--- Provided material ---
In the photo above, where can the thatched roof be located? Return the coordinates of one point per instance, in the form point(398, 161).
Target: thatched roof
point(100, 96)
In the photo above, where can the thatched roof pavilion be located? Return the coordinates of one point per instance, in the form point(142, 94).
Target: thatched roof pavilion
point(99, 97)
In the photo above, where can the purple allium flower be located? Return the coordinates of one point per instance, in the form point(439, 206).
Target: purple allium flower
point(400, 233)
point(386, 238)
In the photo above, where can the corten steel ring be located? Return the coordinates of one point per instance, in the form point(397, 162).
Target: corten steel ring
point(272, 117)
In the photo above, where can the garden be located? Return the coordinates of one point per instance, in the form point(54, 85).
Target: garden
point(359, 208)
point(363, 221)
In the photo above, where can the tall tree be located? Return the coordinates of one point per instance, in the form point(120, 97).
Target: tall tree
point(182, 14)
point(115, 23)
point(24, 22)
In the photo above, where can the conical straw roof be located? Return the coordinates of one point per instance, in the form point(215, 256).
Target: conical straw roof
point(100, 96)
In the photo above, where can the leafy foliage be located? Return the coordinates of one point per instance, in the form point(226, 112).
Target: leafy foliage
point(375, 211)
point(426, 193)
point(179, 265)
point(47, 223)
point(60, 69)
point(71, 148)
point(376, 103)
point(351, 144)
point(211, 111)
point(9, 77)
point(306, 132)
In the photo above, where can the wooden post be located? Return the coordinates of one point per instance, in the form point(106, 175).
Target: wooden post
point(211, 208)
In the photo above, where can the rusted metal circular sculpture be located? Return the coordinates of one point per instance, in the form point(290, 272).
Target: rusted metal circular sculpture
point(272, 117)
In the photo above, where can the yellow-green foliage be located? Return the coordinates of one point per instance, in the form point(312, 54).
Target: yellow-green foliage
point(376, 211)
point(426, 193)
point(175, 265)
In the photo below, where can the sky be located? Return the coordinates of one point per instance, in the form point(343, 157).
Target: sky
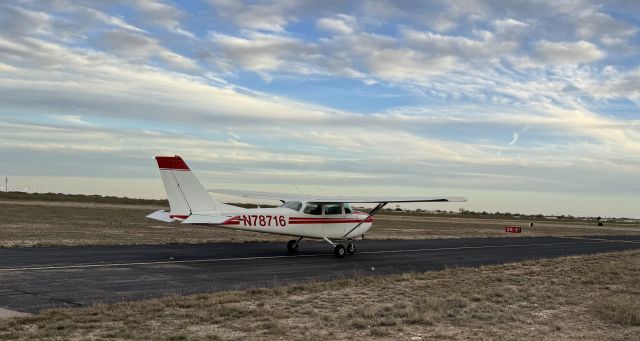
point(521, 106)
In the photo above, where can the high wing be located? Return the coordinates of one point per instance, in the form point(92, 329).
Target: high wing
point(334, 199)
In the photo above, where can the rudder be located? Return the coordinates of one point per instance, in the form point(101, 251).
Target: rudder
point(185, 192)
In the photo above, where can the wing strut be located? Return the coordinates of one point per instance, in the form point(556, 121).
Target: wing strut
point(373, 211)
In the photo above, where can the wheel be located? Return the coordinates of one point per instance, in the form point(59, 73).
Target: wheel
point(292, 246)
point(351, 248)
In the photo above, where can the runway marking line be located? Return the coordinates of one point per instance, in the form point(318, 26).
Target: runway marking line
point(213, 260)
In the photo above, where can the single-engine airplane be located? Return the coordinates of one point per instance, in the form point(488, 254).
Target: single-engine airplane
point(330, 218)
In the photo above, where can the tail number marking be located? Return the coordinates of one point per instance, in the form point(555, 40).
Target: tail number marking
point(264, 220)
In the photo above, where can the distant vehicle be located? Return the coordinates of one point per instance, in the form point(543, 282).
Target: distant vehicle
point(330, 218)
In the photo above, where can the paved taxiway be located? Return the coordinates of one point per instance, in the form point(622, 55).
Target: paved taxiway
point(32, 279)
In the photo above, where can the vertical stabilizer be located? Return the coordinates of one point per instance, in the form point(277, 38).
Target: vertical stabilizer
point(185, 193)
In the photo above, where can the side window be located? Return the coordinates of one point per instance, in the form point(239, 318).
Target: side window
point(347, 209)
point(294, 205)
point(314, 209)
point(333, 209)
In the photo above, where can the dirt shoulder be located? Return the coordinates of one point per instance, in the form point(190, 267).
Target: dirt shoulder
point(42, 223)
point(592, 297)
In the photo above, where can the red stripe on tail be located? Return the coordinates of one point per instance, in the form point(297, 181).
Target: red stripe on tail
point(171, 162)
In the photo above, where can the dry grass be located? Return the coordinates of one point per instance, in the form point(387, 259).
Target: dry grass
point(585, 297)
point(35, 223)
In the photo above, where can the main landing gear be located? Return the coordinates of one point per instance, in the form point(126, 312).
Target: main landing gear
point(292, 246)
point(339, 250)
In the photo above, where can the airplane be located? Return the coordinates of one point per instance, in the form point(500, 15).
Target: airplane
point(329, 218)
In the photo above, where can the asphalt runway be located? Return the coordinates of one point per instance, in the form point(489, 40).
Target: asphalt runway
point(32, 279)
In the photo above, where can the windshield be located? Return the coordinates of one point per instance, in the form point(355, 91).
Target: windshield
point(294, 205)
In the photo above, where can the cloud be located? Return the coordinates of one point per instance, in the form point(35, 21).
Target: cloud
point(138, 45)
point(262, 52)
point(567, 52)
point(341, 24)
point(426, 92)
point(161, 14)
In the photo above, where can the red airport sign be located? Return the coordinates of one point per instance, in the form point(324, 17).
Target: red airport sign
point(513, 229)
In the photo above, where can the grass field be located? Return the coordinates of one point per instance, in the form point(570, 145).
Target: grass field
point(593, 297)
point(44, 223)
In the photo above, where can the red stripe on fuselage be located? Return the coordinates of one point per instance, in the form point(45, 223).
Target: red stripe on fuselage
point(296, 220)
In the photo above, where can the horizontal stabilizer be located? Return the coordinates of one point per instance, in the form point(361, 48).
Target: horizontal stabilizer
point(161, 215)
point(208, 219)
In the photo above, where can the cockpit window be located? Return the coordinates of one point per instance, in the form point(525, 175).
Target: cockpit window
point(294, 205)
point(332, 209)
point(313, 209)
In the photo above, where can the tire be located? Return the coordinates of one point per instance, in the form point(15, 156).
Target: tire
point(351, 248)
point(292, 247)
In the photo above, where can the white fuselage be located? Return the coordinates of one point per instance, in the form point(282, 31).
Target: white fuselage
point(285, 221)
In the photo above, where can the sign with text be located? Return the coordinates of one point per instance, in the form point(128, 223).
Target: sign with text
point(513, 229)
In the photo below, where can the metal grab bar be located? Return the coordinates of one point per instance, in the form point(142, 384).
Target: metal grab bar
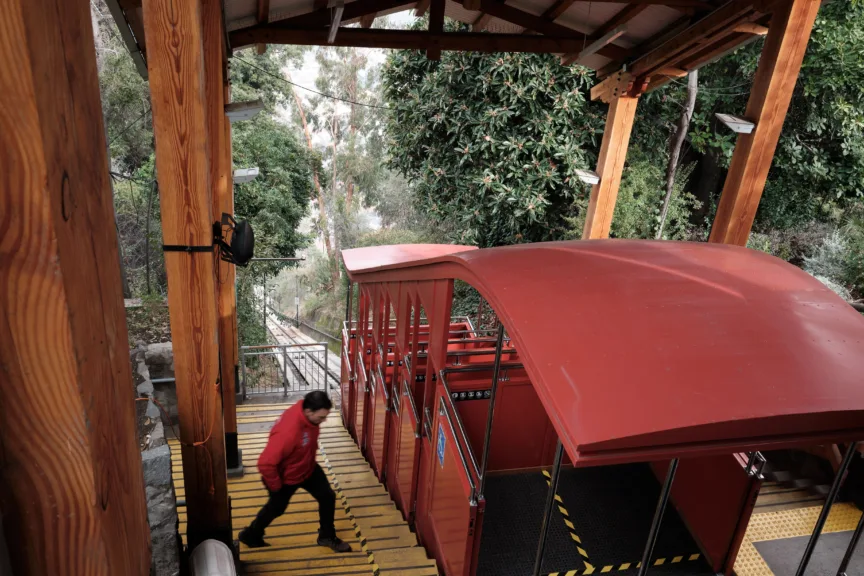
point(472, 498)
point(483, 368)
point(406, 391)
point(383, 384)
point(461, 426)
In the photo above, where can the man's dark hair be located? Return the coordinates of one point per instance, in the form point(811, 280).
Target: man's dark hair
point(316, 400)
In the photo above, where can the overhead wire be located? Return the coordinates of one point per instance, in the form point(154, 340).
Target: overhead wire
point(286, 81)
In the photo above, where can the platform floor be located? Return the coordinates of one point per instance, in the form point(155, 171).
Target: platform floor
point(365, 515)
point(599, 525)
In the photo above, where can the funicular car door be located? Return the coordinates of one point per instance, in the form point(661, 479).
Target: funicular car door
point(405, 420)
point(379, 396)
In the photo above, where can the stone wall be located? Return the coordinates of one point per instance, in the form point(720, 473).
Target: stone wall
point(159, 359)
point(156, 463)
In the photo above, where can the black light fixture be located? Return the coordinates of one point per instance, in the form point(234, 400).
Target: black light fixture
point(241, 246)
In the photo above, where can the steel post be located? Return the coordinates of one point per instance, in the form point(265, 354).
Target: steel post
point(547, 513)
point(658, 517)
point(826, 509)
point(243, 371)
point(499, 344)
point(850, 550)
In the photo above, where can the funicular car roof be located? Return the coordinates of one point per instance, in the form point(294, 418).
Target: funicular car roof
point(642, 350)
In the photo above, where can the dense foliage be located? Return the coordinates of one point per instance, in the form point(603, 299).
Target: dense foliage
point(491, 142)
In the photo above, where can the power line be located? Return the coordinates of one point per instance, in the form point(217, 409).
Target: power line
point(281, 79)
point(128, 126)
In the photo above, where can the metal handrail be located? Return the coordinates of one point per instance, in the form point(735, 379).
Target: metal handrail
point(280, 346)
point(406, 391)
point(472, 499)
point(461, 426)
point(482, 367)
point(383, 385)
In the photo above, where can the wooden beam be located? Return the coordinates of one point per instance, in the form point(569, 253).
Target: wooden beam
point(222, 184)
point(263, 18)
point(773, 85)
point(620, 19)
point(539, 24)
point(481, 22)
point(557, 9)
point(436, 26)
point(178, 95)
point(751, 28)
point(71, 486)
point(322, 16)
point(407, 39)
point(610, 165)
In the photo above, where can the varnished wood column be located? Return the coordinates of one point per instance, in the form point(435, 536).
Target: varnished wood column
point(175, 61)
point(610, 165)
point(782, 55)
point(223, 201)
point(71, 487)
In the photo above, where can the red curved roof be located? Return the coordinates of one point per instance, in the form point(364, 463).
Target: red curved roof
point(640, 348)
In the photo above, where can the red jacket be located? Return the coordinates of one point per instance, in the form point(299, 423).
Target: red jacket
point(289, 457)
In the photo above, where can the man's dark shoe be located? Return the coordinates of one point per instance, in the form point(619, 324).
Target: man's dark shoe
point(335, 544)
point(251, 540)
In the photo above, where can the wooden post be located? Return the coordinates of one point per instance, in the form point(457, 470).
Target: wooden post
point(770, 96)
point(217, 92)
point(71, 486)
point(176, 63)
point(610, 165)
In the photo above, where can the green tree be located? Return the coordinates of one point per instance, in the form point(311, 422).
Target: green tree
point(491, 142)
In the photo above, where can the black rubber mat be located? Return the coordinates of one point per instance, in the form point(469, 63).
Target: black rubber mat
point(784, 555)
point(610, 507)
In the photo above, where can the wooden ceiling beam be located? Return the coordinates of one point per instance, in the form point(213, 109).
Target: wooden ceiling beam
point(620, 19)
point(436, 26)
point(406, 39)
point(539, 24)
point(421, 7)
point(322, 17)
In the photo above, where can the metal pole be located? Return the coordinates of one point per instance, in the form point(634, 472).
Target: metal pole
point(850, 550)
point(499, 344)
point(326, 359)
point(243, 370)
point(829, 501)
point(547, 513)
point(658, 517)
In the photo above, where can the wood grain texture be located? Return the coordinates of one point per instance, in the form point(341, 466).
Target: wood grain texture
point(610, 165)
point(71, 486)
point(177, 86)
point(218, 127)
point(770, 96)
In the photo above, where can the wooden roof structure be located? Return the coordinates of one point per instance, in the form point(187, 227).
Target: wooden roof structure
point(696, 348)
point(669, 37)
point(61, 284)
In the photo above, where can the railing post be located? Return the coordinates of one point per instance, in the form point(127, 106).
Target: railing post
point(850, 550)
point(826, 509)
point(243, 372)
point(285, 371)
point(326, 361)
point(547, 513)
point(499, 344)
point(658, 517)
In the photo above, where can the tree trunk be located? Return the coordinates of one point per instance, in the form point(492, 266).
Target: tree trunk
point(147, 234)
point(322, 209)
point(675, 144)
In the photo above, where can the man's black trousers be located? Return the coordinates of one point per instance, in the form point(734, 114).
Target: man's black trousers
point(316, 485)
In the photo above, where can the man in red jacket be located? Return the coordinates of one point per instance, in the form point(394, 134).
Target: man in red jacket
point(288, 463)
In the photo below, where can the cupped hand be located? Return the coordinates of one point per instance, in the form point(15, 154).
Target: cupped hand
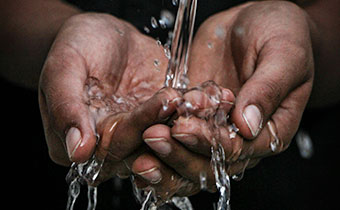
point(262, 52)
point(101, 81)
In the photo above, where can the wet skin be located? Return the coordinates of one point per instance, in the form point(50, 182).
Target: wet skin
point(272, 71)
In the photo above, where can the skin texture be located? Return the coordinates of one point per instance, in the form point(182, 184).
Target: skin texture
point(265, 57)
point(259, 54)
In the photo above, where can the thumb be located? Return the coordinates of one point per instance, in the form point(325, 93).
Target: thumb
point(280, 70)
point(69, 127)
point(121, 134)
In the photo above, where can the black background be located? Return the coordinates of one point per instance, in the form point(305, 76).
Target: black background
point(286, 181)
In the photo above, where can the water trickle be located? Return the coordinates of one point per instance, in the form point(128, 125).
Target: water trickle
point(146, 29)
point(203, 180)
point(154, 23)
point(83, 173)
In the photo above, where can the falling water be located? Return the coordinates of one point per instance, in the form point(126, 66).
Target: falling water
point(176, 77)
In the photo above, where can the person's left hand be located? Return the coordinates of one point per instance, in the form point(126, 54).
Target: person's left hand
point(263, 53)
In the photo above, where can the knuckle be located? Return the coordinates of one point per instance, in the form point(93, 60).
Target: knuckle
point(271, 92)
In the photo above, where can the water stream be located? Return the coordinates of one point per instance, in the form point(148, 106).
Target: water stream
point(176, 77)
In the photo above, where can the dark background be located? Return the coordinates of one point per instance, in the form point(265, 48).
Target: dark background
point(286, 181)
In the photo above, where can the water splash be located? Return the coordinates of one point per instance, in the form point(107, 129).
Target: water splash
point(181, 43)
point(83, 173)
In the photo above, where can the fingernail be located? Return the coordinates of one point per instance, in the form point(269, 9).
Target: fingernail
point(159, 145)
point(186, 138)
point(153, 175)
point(73, 140)
point(253, 118)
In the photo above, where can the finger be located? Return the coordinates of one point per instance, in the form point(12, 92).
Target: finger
point(276, 136)
point(196, 134)
point(56, 147)
point(164, 180)
point(236, 170)
point(193, 133)
point(66, 114)
point(281, 68)
point(203, 101)
point(122, 134)
point(186, 163)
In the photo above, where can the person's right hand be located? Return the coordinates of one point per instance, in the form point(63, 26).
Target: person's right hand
point(101, 77)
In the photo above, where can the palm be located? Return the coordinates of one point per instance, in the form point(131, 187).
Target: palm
point(98, 67)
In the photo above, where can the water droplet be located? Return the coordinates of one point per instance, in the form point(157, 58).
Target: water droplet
point(166, 19)
point(146, 29)
point(158, 42)
point(203, 180)
point(154, 23)
point(305, 144)
point(156, 62)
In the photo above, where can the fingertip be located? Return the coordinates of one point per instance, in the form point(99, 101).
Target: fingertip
point(248, 119)
point(80, 144)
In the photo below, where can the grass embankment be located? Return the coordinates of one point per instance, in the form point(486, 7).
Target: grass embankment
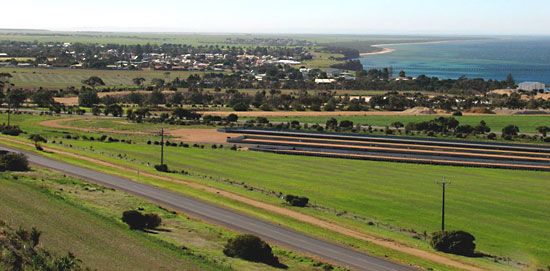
point(504, 209)
point(526, 123)
point(87, 217)
point(99, 241)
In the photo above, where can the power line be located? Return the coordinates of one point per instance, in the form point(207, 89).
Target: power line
point(443, 184)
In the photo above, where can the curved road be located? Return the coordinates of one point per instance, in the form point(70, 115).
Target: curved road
point(232, 219)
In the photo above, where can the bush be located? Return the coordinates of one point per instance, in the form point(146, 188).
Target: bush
point(251, 248)
point(10, 130)
point(161, 168)
point(138, 221)
point(296, 200)
point(13, 162)
point(454, 242)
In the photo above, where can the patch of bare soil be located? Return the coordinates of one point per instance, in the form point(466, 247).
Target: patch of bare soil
point(479, 110)
point(207, 136)
point(310, 113)
point(419, 111)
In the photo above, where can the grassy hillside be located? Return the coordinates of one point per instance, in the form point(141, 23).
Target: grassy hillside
point(504, 209)
point(100, 243)
point(85, 219)
point(62, 78)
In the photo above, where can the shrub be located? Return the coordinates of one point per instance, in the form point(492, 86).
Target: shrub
point(10, 130)
point(251, 248)
point(296, 200)
point(13, 162)
point(457, 113)
point(138, 221)
point(454, 242)
point(161, 168)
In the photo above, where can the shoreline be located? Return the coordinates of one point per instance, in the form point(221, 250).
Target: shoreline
point(386, 50)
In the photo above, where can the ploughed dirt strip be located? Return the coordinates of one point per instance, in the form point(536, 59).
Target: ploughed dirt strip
point(397, 149)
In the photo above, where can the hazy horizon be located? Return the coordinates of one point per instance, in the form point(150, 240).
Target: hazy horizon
point(423, 17)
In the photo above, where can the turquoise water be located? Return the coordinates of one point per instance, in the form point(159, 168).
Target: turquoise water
point(527, 59)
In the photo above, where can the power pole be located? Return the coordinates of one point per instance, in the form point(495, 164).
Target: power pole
point(162, 146)
point(443, 184)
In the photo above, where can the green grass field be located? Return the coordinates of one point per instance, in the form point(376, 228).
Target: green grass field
point(94, 239)
point(526, 123)
point(504, 209)
point(62, 78)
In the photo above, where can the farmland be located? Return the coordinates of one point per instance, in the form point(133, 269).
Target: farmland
point(92, 211)
point(62, 78)
point(504, 209)
point(526, 123)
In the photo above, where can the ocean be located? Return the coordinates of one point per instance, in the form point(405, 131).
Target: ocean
point(527, 59)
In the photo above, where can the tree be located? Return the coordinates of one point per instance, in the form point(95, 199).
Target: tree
point(43, 98)
point(543, 130)
point(93, 81)
point(232, 117)
point(156, 97)
point(37, 139)
point(157, 83)
point(454, 242)
point(510, 131)
point(114, 109)
point(88, 98)
point(332, 123)
point(402, 74)
point(482, 128)
point(138, 221)
point(138, 81)
point(16, 97)
point(135, 98)
point(297, 200)
point(251, 248)
point(397, 125)
point(510, 82)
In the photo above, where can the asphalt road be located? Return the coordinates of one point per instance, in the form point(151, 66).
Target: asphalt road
point(281, 235)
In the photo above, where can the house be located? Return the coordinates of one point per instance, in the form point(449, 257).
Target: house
point(530, 86)
point(324, 81)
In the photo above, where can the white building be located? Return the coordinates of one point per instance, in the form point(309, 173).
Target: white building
point(530, 86)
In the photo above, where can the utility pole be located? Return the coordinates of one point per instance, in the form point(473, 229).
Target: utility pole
point(162, 146)
point(443, 184)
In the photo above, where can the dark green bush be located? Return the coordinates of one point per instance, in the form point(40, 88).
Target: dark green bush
point(13, 162)
point(138, 221)
point(297, 200)
point(161, 168)
point(251, 248)
point(454, 242)
point(10, 130)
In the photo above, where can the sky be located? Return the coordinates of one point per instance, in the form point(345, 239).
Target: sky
point(458, 17)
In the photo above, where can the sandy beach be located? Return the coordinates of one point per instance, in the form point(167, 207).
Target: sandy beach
point(381, 52)
point(386, 50)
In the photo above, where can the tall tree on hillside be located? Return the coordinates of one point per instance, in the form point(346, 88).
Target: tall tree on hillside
point(138, 81)
point(88, 98)
point(510, 82)
point(93, 81)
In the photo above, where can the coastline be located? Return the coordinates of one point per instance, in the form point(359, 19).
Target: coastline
point(386, 50)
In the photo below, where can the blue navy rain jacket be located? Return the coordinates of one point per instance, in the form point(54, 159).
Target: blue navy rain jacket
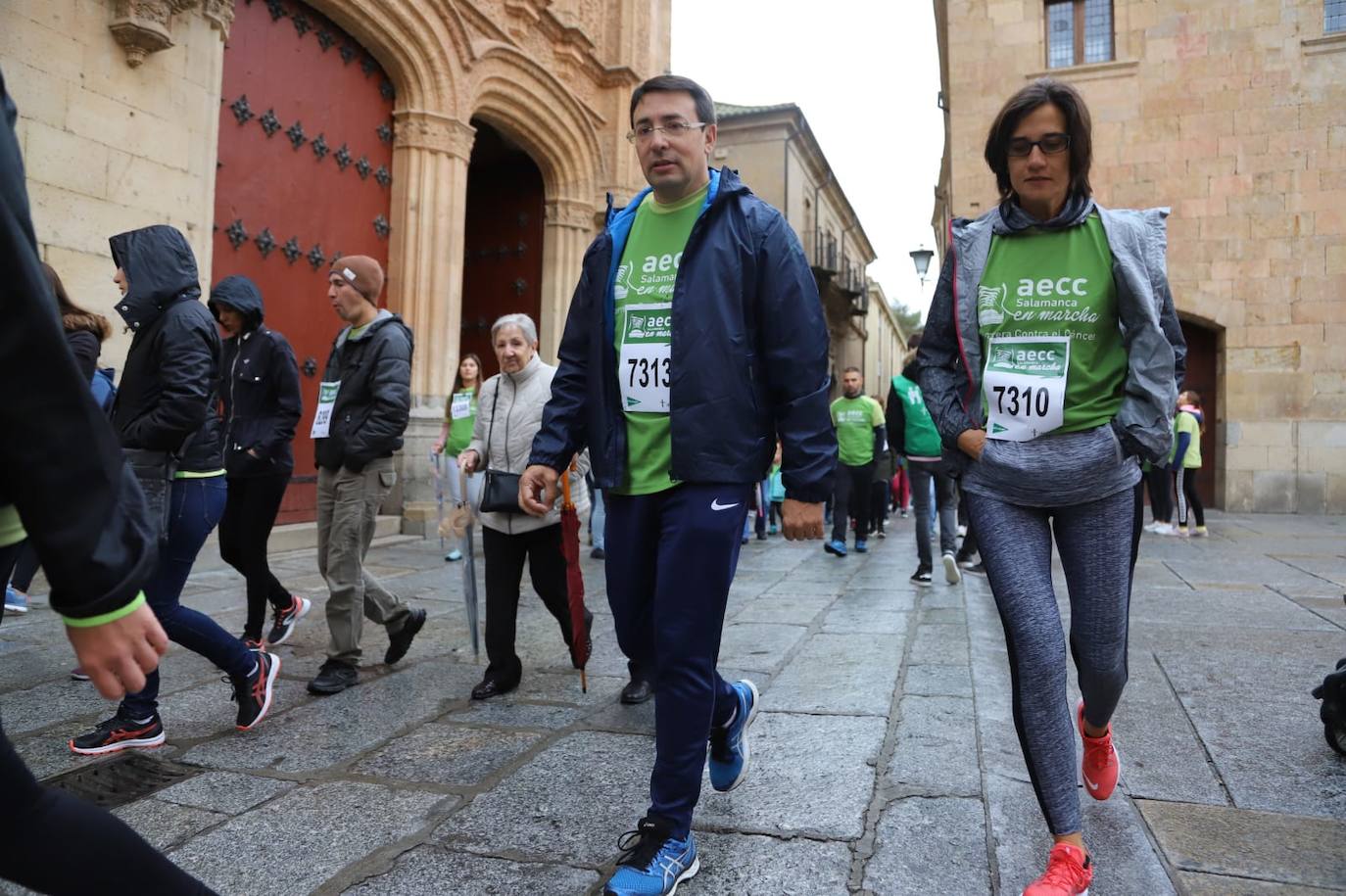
---
**Task details**
Pull out every line above that holds the word "blue".

**Exercise output**
In the photo below, where can the blue navy rain jacket be located? Return the coordinates of one point per instance, in the form point(54, 159).
Target: blue navy rain jacket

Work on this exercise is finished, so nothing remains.